Items held in a dataset
::::
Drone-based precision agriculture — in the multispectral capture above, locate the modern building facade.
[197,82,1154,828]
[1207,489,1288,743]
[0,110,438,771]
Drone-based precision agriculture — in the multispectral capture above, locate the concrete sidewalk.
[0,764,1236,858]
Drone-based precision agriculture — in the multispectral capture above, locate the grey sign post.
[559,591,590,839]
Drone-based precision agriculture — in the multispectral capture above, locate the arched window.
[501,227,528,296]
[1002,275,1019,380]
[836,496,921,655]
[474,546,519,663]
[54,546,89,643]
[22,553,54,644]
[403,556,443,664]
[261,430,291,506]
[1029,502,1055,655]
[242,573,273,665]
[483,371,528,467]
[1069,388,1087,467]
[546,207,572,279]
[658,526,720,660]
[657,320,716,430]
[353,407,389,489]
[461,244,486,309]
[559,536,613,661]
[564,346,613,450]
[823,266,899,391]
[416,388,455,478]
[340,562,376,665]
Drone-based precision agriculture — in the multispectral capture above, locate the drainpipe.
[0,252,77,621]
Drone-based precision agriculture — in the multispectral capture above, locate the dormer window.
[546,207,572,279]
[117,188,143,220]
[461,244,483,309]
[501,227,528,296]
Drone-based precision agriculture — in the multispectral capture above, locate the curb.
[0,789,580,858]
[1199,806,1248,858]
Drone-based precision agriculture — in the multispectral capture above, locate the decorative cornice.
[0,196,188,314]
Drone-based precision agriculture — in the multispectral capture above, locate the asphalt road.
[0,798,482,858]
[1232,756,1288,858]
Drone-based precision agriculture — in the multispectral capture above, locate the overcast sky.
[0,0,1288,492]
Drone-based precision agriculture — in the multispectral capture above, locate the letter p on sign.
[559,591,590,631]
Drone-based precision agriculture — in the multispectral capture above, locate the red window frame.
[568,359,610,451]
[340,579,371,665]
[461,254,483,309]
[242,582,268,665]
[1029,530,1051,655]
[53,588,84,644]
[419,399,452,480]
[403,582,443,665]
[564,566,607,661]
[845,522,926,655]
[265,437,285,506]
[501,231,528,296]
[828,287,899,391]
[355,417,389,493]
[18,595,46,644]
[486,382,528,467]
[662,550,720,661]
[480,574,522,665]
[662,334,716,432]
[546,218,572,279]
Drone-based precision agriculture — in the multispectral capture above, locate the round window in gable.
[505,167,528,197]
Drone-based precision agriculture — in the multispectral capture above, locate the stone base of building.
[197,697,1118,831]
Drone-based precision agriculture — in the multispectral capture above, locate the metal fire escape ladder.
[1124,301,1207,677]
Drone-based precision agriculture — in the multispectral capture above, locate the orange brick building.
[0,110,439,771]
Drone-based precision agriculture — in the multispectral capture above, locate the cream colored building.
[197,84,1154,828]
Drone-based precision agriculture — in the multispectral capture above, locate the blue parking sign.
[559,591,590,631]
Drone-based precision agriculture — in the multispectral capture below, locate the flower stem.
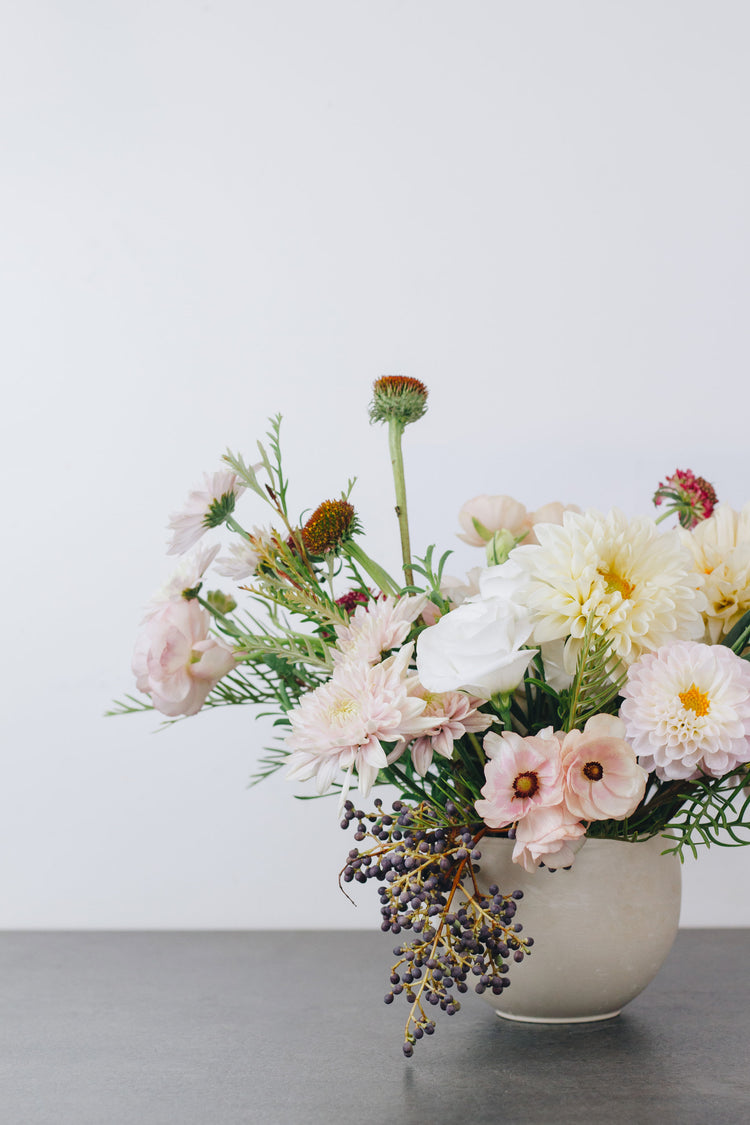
[341,539,399,597]
[388,417,414,586]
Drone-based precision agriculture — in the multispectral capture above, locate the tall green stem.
[341,539,399,597]
[388,417,414,586]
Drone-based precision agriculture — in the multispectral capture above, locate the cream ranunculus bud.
[417,597,536,699]
[485,530,523,566]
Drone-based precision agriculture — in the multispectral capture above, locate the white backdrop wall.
[0,0,750,928]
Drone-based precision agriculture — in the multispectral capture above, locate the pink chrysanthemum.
[287,645,434,797]
[389,685,493,777]
[620,641,750,780]
[475,727,562,828]
[166,469,245,555]
[653,469,716,529]
[560,714,649,820]
[332,594,428,664]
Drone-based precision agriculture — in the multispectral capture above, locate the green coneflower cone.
[300,500,359,556]
[370,375,427,428]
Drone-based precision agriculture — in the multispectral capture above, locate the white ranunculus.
[417,597,536,699]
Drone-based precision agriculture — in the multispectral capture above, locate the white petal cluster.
[681,503,750,645]
[332,594,428,664]
[512,509,705,672]
[287,645,434,797]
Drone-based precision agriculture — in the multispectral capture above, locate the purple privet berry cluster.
[341,800,533,1056]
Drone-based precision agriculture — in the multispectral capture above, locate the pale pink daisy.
[144,543,220,621]
[389,684,493,777]
[166,469,245,555]
[286,645,434,797]
[513,804,586,871]
[475,727,562,828]
[133,599,236,717]
[560,714,649,820]
[216,528,271,582]
[620,648,750,781]
[332,594,428,664]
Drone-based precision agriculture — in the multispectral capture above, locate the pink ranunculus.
[458,495,528,547]
[133,599,235,717]
[561,714,649,820]
[475,727,562,828]
[513,804,586,871]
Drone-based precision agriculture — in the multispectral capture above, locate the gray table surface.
[0,929,750,1125]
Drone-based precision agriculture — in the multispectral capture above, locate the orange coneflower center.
[679,683,711,718]
[513,771,539,798]
[301,500,354,555]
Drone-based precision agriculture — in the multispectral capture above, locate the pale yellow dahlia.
[681,503,750,645]
[512,509,705,672]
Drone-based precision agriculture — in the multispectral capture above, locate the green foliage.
[560,614,625,730]
[722,610,750,659]
[662,766,750,860]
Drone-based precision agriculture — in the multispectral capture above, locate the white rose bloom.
[417,589,537,699]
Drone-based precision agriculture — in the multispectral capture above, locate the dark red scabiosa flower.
[336,590,370,618]
[653,469,716,529]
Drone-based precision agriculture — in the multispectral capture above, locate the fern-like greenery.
[560,614,626,730]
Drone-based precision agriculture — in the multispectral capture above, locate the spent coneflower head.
[653,469,716,530]
[300,498,359,556]
[370,375,427,426]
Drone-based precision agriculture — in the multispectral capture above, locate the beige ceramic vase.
[477,836,681,1024]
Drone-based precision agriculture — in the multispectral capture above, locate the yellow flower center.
[679,684,711,718]
[598,567,635,601]
[513,772,539,798]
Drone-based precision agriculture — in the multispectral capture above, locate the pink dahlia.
[560,714,649,820]
[475,727,562,828]
[620,641,750,780]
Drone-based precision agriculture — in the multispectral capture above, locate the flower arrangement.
[112,376,750,1055]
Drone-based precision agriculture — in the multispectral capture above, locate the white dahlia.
[620,642,750,781]
[680,503,750,645]
[512,509,705,672]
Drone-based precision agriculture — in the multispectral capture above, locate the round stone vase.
[477,836,681,1024]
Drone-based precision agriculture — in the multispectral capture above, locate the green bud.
[483,520,525,566]
[206,590,237,613]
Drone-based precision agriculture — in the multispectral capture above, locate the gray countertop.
[0,929,750,1125]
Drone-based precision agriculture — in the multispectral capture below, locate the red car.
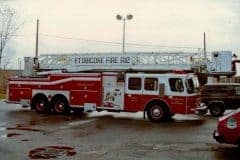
::::
**AIM OF THE EXERCISE**
Swap "concrete sidewalk" for "paved walkway" in the items from the start through the line that contains "[559,591,590,839]", and write those lines out again with nothing else changed.

**ANSWER FOR THE TASK**
Drone-based precision agriculture — in the multispectral capture above, locate the modern building facade.
[197,82,1154,828]
[1207,489,1288,743]
[0,110,438,771]
Drone-based precision agriculture — in the multispectral capture above, locate the paved walkway.
[0,764,1236,858]
Drone-based precision agriculture — in the multispectral capture above, locate the grey sign post.
[559,591,590,839]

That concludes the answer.